• **What you will do**:
Convert every line of the listing below into a numbered list, omitting any blank lines.

------------------------------------------------

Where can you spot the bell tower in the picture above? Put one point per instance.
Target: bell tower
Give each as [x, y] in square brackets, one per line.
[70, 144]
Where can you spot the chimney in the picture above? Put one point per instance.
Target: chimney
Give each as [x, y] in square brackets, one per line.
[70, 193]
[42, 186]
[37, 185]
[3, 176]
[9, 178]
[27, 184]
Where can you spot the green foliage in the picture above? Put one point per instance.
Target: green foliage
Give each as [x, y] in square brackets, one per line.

------------------------------------------------

• **Response**:
1. Where can you spot the bell tower in the picture above? Put one point per instance.
2. Target: bell tower
3. Give each as [x, y] in square brackets, one per line.
4. [70, 144]
5. Where can you spot the chimney in the picture above? Put one point per instance.
6. Target: chimney
7. Give each as [x, y] in square brackets, one per line.
8. [70, 193]
9. [42, 186]
10. [37, 185]
11. [3, 176]
12. [9, 178]
13. [27, 184]
14. Where can you spot the green foliage in the picture above? Put one point per instance.
15. Target: green foliage
16. Give each as [x, y] in square brackets, one per line.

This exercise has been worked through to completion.